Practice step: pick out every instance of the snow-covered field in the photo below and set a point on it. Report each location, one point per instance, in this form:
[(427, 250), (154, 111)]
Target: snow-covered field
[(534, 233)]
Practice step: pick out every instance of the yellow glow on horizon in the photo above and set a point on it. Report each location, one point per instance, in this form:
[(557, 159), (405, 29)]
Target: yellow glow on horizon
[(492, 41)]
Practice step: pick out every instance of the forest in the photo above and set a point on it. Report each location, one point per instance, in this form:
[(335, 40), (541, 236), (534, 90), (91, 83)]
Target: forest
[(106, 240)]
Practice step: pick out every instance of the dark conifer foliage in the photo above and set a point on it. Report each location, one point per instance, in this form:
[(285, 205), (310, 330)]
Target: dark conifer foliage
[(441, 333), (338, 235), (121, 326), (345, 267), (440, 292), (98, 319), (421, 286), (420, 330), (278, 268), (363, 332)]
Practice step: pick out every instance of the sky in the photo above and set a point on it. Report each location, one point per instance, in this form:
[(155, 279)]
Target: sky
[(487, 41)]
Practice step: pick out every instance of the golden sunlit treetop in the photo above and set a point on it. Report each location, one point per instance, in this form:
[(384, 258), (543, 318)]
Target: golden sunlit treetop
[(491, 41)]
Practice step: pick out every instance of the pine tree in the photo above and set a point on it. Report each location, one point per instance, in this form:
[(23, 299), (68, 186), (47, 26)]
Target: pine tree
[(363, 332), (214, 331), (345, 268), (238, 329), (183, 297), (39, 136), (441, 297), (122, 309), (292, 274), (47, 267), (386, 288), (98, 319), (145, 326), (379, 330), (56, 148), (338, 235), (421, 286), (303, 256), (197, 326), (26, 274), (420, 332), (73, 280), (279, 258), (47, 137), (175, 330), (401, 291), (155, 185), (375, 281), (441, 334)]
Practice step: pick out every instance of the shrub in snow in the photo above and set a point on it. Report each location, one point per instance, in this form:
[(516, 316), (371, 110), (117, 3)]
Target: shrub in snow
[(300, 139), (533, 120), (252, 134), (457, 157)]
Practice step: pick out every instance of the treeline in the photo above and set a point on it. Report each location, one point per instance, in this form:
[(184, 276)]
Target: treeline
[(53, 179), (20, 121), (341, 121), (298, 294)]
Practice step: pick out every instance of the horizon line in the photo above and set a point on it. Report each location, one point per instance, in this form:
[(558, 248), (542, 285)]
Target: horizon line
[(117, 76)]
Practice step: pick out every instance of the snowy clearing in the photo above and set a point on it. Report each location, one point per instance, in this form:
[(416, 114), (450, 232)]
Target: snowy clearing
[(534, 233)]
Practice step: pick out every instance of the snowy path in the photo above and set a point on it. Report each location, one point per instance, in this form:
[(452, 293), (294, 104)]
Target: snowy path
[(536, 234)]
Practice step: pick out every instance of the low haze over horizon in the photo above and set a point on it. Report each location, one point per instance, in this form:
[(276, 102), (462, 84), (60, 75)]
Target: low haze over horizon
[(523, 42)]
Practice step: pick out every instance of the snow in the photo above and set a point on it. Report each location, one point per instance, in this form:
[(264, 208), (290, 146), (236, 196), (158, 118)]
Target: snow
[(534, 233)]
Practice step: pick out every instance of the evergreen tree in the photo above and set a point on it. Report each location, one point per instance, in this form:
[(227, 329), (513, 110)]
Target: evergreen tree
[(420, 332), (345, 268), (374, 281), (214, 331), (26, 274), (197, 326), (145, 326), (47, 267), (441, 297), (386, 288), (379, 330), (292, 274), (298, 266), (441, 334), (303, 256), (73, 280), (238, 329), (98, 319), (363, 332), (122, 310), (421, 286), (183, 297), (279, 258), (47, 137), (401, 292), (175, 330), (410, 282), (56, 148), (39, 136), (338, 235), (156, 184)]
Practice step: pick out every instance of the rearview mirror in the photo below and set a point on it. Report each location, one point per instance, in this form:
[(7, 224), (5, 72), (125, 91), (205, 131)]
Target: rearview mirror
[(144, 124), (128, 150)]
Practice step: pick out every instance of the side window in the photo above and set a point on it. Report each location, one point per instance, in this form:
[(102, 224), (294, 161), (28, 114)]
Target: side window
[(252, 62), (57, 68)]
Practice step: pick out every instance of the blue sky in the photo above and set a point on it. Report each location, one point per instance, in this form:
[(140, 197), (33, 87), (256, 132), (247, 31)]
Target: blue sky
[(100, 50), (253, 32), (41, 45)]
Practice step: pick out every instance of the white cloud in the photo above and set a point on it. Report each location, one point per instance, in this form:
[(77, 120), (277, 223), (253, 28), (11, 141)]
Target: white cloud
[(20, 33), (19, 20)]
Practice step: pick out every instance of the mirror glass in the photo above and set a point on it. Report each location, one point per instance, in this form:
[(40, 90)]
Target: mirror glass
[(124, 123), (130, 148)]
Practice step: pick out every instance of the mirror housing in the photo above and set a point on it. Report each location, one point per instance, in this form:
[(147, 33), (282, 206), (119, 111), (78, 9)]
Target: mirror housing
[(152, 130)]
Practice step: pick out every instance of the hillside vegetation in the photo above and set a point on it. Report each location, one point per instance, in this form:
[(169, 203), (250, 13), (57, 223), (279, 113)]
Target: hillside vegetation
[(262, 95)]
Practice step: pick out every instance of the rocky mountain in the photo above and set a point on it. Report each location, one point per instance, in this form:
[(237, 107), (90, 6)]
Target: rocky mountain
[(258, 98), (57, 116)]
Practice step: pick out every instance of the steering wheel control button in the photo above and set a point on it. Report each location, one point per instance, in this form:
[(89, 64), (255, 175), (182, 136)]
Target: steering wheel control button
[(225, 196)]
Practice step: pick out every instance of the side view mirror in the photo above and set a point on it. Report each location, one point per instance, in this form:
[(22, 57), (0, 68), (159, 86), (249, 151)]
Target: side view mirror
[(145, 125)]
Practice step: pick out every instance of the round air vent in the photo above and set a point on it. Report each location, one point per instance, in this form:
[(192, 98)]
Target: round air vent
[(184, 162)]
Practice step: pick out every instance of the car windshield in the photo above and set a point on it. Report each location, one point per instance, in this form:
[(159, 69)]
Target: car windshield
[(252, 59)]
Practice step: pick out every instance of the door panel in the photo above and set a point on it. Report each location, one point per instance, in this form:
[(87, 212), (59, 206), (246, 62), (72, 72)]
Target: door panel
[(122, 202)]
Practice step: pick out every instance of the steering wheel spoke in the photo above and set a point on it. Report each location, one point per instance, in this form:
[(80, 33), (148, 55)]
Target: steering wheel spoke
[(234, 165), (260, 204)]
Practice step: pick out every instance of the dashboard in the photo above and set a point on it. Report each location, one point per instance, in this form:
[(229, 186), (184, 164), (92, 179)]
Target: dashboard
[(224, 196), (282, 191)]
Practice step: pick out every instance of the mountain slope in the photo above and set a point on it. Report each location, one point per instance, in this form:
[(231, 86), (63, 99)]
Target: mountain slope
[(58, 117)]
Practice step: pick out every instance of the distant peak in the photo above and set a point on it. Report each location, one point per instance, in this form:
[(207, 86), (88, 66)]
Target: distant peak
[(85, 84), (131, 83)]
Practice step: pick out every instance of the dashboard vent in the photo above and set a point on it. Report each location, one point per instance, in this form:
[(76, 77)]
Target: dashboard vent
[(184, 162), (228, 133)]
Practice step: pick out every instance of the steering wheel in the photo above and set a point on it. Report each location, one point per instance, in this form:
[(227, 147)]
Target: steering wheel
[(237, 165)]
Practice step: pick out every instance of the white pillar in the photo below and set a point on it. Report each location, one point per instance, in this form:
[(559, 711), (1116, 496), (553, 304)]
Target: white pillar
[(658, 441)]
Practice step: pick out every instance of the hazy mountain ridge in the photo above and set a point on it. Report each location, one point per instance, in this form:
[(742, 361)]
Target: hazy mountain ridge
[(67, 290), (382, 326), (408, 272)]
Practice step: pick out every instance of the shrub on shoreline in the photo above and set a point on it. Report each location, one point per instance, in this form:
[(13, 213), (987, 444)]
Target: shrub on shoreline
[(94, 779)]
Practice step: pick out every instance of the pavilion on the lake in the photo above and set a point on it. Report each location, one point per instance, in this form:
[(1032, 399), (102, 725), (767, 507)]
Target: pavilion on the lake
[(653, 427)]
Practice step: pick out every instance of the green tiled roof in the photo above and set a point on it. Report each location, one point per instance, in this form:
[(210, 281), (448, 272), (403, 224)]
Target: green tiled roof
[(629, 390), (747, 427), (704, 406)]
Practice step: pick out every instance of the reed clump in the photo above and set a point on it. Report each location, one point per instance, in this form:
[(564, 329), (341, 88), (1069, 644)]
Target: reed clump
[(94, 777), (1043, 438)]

-=-=-

Work request:
Here the output must be the lines above from the line with "Target: dark conifer foliage" to the line with "Practice step: pick out every instance of the golden", both included, duplicated word for word and nothing else.

The completed task:
Target: dark conifer foliage
[(441, 333), (338, 235), (121, 326), (345, 267), (440, 292), (98, 319), (421, 286), (420, 330), (278, 268), (363, 332)]
Practice step: pick out every instance of the sky in the photo above and set a point on it. Report each location, one point per instance, in this form:
[(155, 279)]
Target: sky
[(487, 41)]
Practice step: pick out every instance of the golden sunlit treetop in the photo above and set a point on it. Report each location, one point per instance, in this form:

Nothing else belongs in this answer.